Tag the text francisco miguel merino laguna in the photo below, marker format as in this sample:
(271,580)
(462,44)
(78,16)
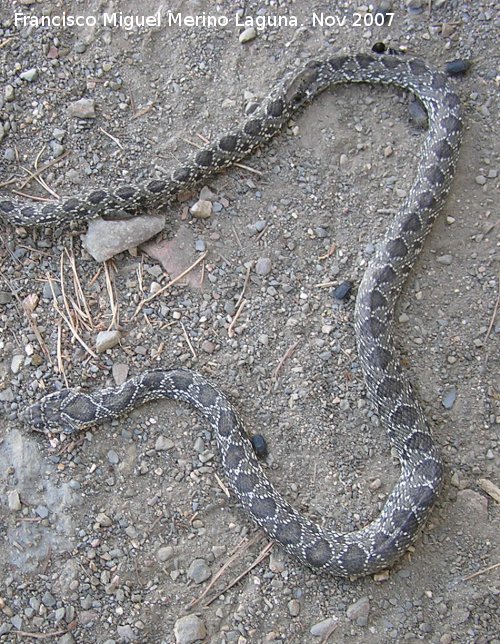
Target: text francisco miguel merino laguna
(128,21)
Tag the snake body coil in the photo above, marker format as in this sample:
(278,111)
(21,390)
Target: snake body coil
(382,541)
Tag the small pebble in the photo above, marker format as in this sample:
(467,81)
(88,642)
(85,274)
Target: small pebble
(120,372)
(13,501)
(202,209)
(113,457)
(321,629)
(342,291)
(82,109)
(449,397)
(29,75)
(163,444)
(106,340)
(359,611)
(263,266)
(457,67)
(165,553)
(293,607)
(247,35)
(199,571)
(259,445)
(189,629)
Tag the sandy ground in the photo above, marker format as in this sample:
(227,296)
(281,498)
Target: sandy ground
(115,537)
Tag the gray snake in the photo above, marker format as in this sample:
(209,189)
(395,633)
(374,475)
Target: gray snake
(382,541)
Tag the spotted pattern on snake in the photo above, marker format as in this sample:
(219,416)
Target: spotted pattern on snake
(381,542)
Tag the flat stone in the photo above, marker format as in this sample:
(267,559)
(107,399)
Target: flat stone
(29,75)
(13,501)
(321,629)
(247,35)
(165,553)
(199,571)
(82,109)
(163,443)
(263,266)
(189,629)
(106,340)
(202,209)
(359,611)
(105,239)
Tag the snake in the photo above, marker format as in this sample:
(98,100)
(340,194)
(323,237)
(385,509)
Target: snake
(324,548)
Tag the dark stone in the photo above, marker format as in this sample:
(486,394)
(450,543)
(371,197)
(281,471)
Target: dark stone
(204,158)
(228,143)
(319,553)
(259,445)
(275,108)
(342,291)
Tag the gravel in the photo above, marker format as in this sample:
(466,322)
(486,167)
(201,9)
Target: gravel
(102,531)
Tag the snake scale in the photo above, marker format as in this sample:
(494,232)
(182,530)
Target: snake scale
(382,541)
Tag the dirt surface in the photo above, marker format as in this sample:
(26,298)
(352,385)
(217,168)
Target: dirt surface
(115,536)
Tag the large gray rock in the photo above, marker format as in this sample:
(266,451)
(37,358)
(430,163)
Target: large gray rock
(104,239)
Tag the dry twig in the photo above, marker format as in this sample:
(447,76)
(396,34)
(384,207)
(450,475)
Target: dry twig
(171,283)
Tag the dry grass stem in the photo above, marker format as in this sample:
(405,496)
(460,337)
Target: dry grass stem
(230,330)
(186,337)
(245,284)
(69,322)
(115,321)
(236,553)
(263,554)
(171,283)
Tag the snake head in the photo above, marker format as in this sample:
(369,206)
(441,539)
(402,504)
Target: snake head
(304,85)
(50,413)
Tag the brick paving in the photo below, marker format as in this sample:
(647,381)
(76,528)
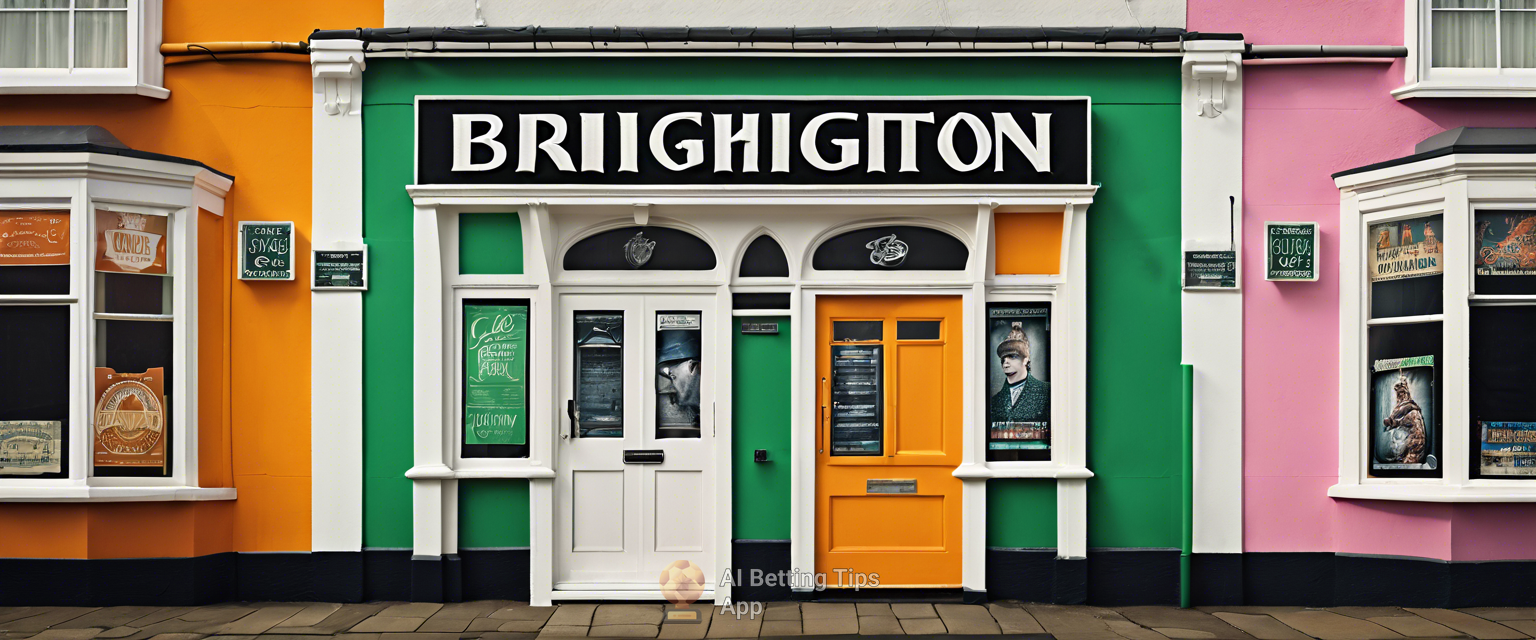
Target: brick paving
(515,620)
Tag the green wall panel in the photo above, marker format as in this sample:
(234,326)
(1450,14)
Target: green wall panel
(1020,513)
(493,513)
(1132,235)
(761,419)
(490,243)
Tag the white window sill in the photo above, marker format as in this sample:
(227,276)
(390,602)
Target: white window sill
(997,470)
(114,493)
(1504,491)
(1466,89)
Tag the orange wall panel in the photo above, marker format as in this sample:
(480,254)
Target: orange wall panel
(248,115)
(1028,241)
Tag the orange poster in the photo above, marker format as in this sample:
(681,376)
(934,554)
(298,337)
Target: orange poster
(34,238)
(131,243)
(129,418)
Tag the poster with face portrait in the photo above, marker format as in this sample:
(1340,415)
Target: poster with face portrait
(1403,416)
(1406,249)
(1019,381)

────────────────────────────────────────

▶ What to do
Copy all of the rows above exactly, leaving the pictures out of your answer.

▶ Expected answer
Tag the text francisco miguel merino laguna in the photo below, marker format as in this sample:
(271,580)
(462,44)
(78,16)
Target: text francisco miguel merino laguna
(128,21)
Tag the snake body coil in the photo above, marker format as in this sample:
(278,111)
(21,390)
Target: snake body coil
(382,541)
Tag the small pebble in the photo above, marker format as in this sample:
(467,81)
(88,642)
(85,274)
Target: small pebble
(120,372)
(13,501)
(202,209)
(113,457)
(321,629)
(342,291)
(82,109)
(449,397)
(29,75)
(163,444)
(106,340)
(359,611)
(263,266)
(457,67)
(165,553)
(293,607)
(247,35)
(199,571)
(259,445)
(189,629)
Tag the sandy ground in the photo above, marker format as in this sample:
(227,296)
(281,498)
Target: sandy ground
(115,537)
Tag the gray snake in the photo above, marker format as in this sample:
(209,189)
(395,633)
(374,475)
Target: gray snake
(382,541)
Tag the spotted pattern on snake in the photo above, marker format as in this sample:
(219,416)
Target: spotted pattern on snake
(381,542)
Tag the flat stone in the photo above, marker format as in this sample:
(267,559)
(107,399)
Target: flat stone
(29,75)
(13,501)
(321,629)
(247,35)
(165,553)
(199,571)
(82,109)
(163,443)
(263,266)
(189,629)
(106,340)
(202,209)
(359,611)
(105,239)
Tag the snake in the photo above, marker format as in this sample:
(98,100)
(340,194)
(323,237)
(385,509)
Target: snake
(324,548)
Tag the dark stone in the photo above, marker format as in this sample:
(486,394)
(450,543)
(371,197)
(281,471)
Target: dark stone
(204,158)
(228,143)
(319,553)
(259,445)
(275,108)
(342,291)
Tag the gravel in the photo above, marker format as in this sample:
(466,322)
(486,167)
(201,9)
Target: gravel
(102,531)
Tag the snake scale in the photo above, marker format as in this sample:
(494,232)
(182,530)
Target: snake scale
(382,541)
Tag the dirt surface in the photo above, marker format as in this sample:
(26,298)
(352,385)
(217,168)
Target: dirt surface
(115,536)
Tag the large gray rock in the photo above, marker format as in this sample:
(266,451)
(37,358)
(430,163)
Target: large gray rock
(104,239)
Tag the dry twig in the photo above, marker format as in this sample:
(447,76)
(396,34)
(384,207)
(450,475)
Target: dry twig
(171,283)
Tag the dry grass stem in the photo above, marker format as in this sample:
(405,496)
(460,337)
Target: dry grass stem
(230,330)
(186,337)
(245,284)
(69,322)
(115,321)
(236,553)
(263,554)
(171,283)
Tag the snake head in the photo above, marker format as in this sample:
(369,206)
(441,539)
(402,504)
Target: snake head
(304,85)
(50,413)
Tag the brick paving in the photo below, marker format as in this sample:
(647,381)
(76,528)
Target: brick paving
(515,620)
Tag the green wall panel in the photo above, marker format as in this sample:
(234,326)
(1450,14)
Target: green wall panel
(1020,513)
(493,513)
(1132,235)
(761,419)
(490,243)
Tag the white window sill in the photo above, marker format as in this sample:
(227,276)
(390,602)
Target: white window sill
(997,470)
(114,493)
(1504,491)
(1466,89)
Tag the orange wall panel in the photo above, marker format as in this sample:
(480,254)
Target: orange wall panel
(248,115)
(1028,241)
Tag the orange poster in the photo above, marker format as in this sample:
(681,376)
(934,554)
(298,337)
Target: orange poster
(34,238)
(131,243)
(129,418)
Tag the poster with face portrait in the photo above, marker format as in this sample:
(1340,415)
Target: poster with face portrait
(1403,416)
(1406,249)
(1019,381)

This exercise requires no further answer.